A Guiné Equatorial foi o
último país a integrar a CPLP. Descobertos por um navegador português,
consideram que esta integração foi um “regresso a casa”. Saiba mais sobre este
país e o que pode representar para a lusofonia e para o mundo com Tito Mba Ada,
embaixador da Guiné Equatorial em Portugal.
A
Guiné Equatorial é um país de cerca de um milhão de habitantes. Conte-nos um
pouco mais sobre o país e as suas principais atividades económicas.
A Guiné Equatorial é um
pequeno país em extensão, mas com grandes ambições. Está geograficamente
situada na África Central, por baixo do Equador. Temos fronteiras terrestres
com os Camarões e Gabão e fronteiras marítimas com a Nigéria e São Tomé e
Príncipe. É um país suis generis porque nele convivem pacificamente vários
grupos étnicos. A Guiné Equatorial é um epicentro pois, para além dos seus
grupos nativos, recebe cidadãos de vários países africanos e europeus. É,
portanto, um país muito pacífico. A Guiné Equatorial conta, atualmente, com
ligações aéreas das principais companhias mundiais, estando ligada a todo o
mundo. Embora tenha sido considerada, até aos anos 90, como um dos países mais
pobres do continente africano, a Guiné Equatorial, graças à descoberta dos seus
recursos naturais e às decisões acertadas dos dirigentes, ocupa hoje um lugar
privilegiado no contexto do mundo. É um país que deixou de ser apenas recetor
de cooperação externa e passou a ser ele mesmo um grande contribuidor de
cooperação mundial. No dia 4 de dezembro, o governo da Guiné Equatorial
entregou um importante prémio Unesco, posto à disposição da comunidade
internacional, que premeia a investigação em ciências naturais. Este ano foi
especial, já que o vencedor foi um investigador português da Universidade do
Minho, Rui Luís Gonçalves dos Reis. Além disso, a Guiné Equatorial está a fazer
um grande contributo para a investigação em áreas como a malária e ébola. Não
somos um país com muitos recursos, mas partilhamos os poucos que temos com a
comunidade internacional. Fruto desse esforço na cooperação, a Guiné Equatorial
vai ocupar, a partir de 1 de janeiro de 2018, o seu assento como membro não
permanente no Conselho de Segurança das Nações Unidas. Economicamente é o
terceiro maior produtor de petróleo de África e é o sexto país africano a
tornar-se membro da OPEP. Além do petróleo e do gás, também tem boa madeira, um
mar imenso e uma terra fértil. Esta é a Guiné Equatorial.
Em
2014 tornaram-se membros de pleno direito da CPLP. Que portas abriram essa
conquista?

Exercício proposto A
Responda a estas perguntas sobre a entrevista:
(i) Com que países a Guiné Equatorial tem fronteiras terrestres?
(ii) A partir de que data a Guiné Equatorial vai ocupar o seu assento como membro não permanente no Conselho de Segurança das Nações Unidas?
(iii) Que lugar ocupa a Guiné Equatorial entre os produtores de petróleo de África?
Exercício proposto B
Troque "navegador" por "explorador" no trecho da entrevista entre "A Guiné Equatorial foi" e "Equatorial em Portugal.", inclusive, e escreva-o de novo.
Responda com base apenas no que a entrevista diz.

Dados fornecidos
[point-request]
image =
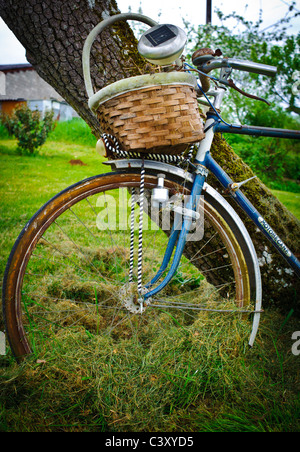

Resposta certa A
(i) Com os Camarões e o Gabão.
(ii) A partir de 1 de janeiro de 2018.
(iii) É o terceiro maior produtor de petróleo de África.

Resposta certa B
A Guiné Equatorial foi o
último país a integrar a CPLP. Descobertos por um explorador português,
consideram que esta integração foi um “regresso a casa”. Saiba mais sobre este
país e o que pode representar para a lusofonia e para o mundo com Tito Mba Ada,
embaixador da Guiné Equatorial em Portugal.